┌─ Dataset content
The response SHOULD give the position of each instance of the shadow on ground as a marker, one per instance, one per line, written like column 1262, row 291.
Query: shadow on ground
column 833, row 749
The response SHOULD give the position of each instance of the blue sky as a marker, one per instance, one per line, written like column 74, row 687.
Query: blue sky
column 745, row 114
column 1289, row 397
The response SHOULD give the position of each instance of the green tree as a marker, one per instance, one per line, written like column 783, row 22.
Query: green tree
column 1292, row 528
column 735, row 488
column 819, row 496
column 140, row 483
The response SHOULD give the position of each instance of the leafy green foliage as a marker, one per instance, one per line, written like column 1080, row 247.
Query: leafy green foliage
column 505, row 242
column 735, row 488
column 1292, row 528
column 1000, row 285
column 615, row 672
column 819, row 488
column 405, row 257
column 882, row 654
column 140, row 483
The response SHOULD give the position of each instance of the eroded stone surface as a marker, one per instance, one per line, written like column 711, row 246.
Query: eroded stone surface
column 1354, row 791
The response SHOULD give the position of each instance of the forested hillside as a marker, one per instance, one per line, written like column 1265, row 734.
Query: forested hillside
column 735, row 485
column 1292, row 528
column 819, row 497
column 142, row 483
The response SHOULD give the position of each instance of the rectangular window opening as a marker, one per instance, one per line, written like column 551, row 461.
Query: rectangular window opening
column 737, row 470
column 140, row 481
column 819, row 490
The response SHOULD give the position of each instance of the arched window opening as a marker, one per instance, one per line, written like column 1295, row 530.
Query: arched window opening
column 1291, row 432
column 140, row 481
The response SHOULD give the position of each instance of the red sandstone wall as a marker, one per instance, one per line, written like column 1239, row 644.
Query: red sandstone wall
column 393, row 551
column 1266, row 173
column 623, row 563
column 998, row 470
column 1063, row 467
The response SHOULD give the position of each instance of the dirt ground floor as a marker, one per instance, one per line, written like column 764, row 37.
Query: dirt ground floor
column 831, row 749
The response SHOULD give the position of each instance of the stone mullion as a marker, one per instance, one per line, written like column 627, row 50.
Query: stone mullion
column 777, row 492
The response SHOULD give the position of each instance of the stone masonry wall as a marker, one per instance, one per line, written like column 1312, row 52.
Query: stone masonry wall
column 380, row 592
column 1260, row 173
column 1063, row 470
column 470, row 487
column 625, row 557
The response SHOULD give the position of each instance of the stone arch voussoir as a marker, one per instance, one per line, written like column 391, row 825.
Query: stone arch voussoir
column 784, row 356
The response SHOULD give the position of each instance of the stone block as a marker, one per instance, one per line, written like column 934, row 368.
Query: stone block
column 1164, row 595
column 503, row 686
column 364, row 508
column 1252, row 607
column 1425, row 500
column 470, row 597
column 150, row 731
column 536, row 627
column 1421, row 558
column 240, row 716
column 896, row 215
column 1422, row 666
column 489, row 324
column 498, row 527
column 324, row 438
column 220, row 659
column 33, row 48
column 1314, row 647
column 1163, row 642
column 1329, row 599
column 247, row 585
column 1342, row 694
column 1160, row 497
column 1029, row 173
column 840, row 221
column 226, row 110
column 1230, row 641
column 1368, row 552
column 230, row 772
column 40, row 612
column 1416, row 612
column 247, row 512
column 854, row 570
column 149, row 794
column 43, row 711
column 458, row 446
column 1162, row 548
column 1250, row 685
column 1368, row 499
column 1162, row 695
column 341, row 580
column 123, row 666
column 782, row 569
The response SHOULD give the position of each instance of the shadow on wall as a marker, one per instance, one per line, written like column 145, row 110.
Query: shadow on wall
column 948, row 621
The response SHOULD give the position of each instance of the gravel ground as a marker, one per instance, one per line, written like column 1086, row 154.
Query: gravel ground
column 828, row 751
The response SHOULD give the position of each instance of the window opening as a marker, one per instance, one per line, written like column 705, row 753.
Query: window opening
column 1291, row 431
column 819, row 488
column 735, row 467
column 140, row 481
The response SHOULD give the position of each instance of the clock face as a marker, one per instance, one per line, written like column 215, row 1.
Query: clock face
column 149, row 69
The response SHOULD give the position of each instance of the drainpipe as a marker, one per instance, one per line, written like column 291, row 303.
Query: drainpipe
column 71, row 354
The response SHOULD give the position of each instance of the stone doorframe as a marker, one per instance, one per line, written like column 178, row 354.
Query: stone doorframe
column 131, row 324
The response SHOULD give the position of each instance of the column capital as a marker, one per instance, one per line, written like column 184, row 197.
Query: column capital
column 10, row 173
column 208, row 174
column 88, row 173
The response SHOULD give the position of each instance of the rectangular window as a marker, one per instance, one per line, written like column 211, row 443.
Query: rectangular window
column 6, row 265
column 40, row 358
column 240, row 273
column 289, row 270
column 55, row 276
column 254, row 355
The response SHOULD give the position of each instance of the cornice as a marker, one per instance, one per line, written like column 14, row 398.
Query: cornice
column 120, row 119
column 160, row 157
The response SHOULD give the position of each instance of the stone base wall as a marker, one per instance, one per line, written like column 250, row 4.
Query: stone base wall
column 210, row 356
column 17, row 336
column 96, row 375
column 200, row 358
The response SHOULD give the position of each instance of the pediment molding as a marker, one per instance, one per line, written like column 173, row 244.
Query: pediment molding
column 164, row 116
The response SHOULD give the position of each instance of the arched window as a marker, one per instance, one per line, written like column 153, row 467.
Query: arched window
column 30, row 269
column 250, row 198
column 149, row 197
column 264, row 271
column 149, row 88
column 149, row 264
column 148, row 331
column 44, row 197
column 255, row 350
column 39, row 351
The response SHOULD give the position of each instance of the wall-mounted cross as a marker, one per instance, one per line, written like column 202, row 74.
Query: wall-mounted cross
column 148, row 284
└─
* **Work task**:
Copy every line above exactly.

* **Task solution**:
The response SHOULD give the position of each instance of the shadow on ground as a marker, one per instance, one per line, written like column 1262, row 291.
Query: shadow on ground
column 833, row 749
The response SHOULD give the position of each instance of the blue sky as a marker, one per instance, one per line, written like column 74, row 687.
Query: blue sky
column 745, row 114
column 1289, row 397
The response SHOULD give the position of each instance of the green tree as a marker, one per instance, one per line, written like column 783, row 22.
Query: green tree
column 1292, row 528
column 735, row 488
column 819, row 496
column 140, row 483
The response SHOULD give the position of each instance of the leafy green foliage as a marker, one per instance, one per line, written like column 1080, row 247.
Query: leafy green foliage
column 505, row 242
column 735, row 488
column 1292, row 528
column 1000, row 285
column 615, row 672
column 819, row 488
column 405, row 257
column 882, row 654
column 140, row 483
The response SHOULD give the position of each instance of the eroded stone surface as a marker, one per instance, one per line, written like column 711, row 246.
Query: eroded stone surface
column 1354, row 791
The response SHOULD give the position of each instance of the forested hillside as a marker, one per instance, one per line, written like column 1265, row 734.
Query: forested hillside
column 735, row 485
column 1292, row 528
column 819, row 497
column 142, row 483
The response SHOULD give the position of each instance of the rectangular window opening as a marker, one per instance, one per line, written like column 551, row 461.
Query: rectangular window opening
column 737, row 470
column 140, row 481
column 819, row 490
The response SHOULD give the position of each instance of the arched window opening as a marker, one per instance, one per line, written like column 1295, row 530.
Query: arched window opening
column 1291, row 432
column 140, row 481
The response SHOULD give the position of each instance of the red sandstone wall as a marker, one per instance, one per line, written like column 1239, row 644.
Query: red sandstone wall
column 393, row 551
column 1266, row 173
column 623, row 563
column 998, row 470
column 1063, row 467
The response SHOULD give the position of each instance of the dirt ground floor as a marker, one per instance, one per line, written like column 764, row 37.
Query: dirt ground floor
column 831, row 749
The response SHOULD give the position of each instance of the stone mullion as a marker, one per instance, one per line, written like column 627, row 50.
Query: stone mullion
column 777, row 492
The response SHOULD give the position of each instance of the stone masonry wall as a marker, one per instance, one per line, written like column 1312, row 52.
Query: stone masonry wall
column 380, row 592
column 1260, row 173
column 1063, row 470
column 470, row 487
column 625, row 557
The response SHOULD give the position of each instance of the stone arch voussoir as a marker, one per instance, one per line, written like column 391, row 825.
Query: stone arch voussoir
column 784, row 356
The response SHOULD give the position of each instance of the stone block as a marker, one per instance, one per line, written like column 934, row 368.
Query: stone block
column 1164, row 595
column 503, row 686
column 364, row 508
column 1252, row 607
column 1425, row 500
column 470, row 597
column 150, row 731
column 536, row 627
column 1421, row 558
column 240, row 716
column 896, row 215
column 1422, row 666
column 489, row 324
column 498, row 527
column 324, row 438
column 220, row 659
column 33, row 48
column 1314, row 647
column 1163, row 642
column 1329, row 599
column 247, row 585
column 1342, row 694
column 1160, row 497
column 1029, row 173
column 840, row 221
column 226, row 110
column 1230, row 641
column 1368, row 552
column 230, row 772
column 40, row 612
column 1416, row 612
column 247, row 512
column 854, row 570
column 149, row 794
column 43, row 711
column 458, row 446
column 1162, row 548
column 1250, row 685
column 1368, row 499
column 1162, row 695
column 341, row 580
column 123, row 666
column 782, row 569
The response SHOULD give the position of each instance of the shadow on wall as a marker, one per instance, one per line, written like column 145, row 110.
Query: shadow on wall
column 948, row 621
The response SHOULD give the position of each instance of the gravel ground as a marker, one per instance, one per line, written like column 1086, row 154.
Query: gravel ground
column 828, row 751
The response SHOULD give the position of each instance of the window opening as a marker, one per instance, one per line, written like column 705, row 753.
Query: window opening
column 1291, row 431
column 819, row 488
column 735, row 467
column 140, row 481
The response SHOULD give the position of each instance of the clock face as a marker, one per instance, one per line, written like column 215, row 1.
Query: clock face
column 149, row 69
The response SHOULD give the position of each instance of the drainpipe as a marker, one per instance, one per line, written like column 291, row 303.
Query: drainpipe
column 71, row 354
The response SHOULD give the position of each instance of the stone doorframe as a marker, one per instance, one per line, written like column 178, row 354.
Query: stone doorframe
column 131, row 324
The response SHOULD give the position of each instance of the column capital as a marker, one per instance, one per line, written like column 184, row 197.
Query: column capital
column 10, row 173
column 208, row 174
column 88, row 173
The response SHOULD give the position of each instance of the rectangular window as a marker, one per instance, one per line, written like column 211, row 443.
Query: rectangular window
column 6, row 265
column 40, row 358
column 240, row 273
column 289, row 270
column 55, row 276
column 254, row 355
The response SHOULD give the position of each instance of the cornice as a marker, one per instance, one per line, written like column 14, row 398.
Query: cornice
column 120, row 119
column 160, row 157
The response SHOULD give the position of each instance of the stone base wall as a marker, one per instance, one per line, written like column 250, row 4.
Query: stone base wall
column 210, row 356
column 17, row 336
column 96, row 375
column 200, row 358
The response SHOULD give the position of each instance of the pediment molding as a marker, one per instance, one per line, written like column 173, row 244.
Query: pediment molding
column 164, row 116
The response SHOULD give the position of each instance of the arched window as a marker, one per instance, one per line, written like column 153, row 467.
Query: arched window
column 30, row 269
column 250, row 198
column 149, row 197
column 264, row 271
column 149, row 88
column 149, row 264
column 148, row 331
column 44, row 197
column 255, row 350
column 39, row 351
The response SHOULD give the position of each instance of the wall-mounted cross as a marker, one per instance, one per line, written like column 202, row 74.
Query: wall-mounted cross
column 148, row 284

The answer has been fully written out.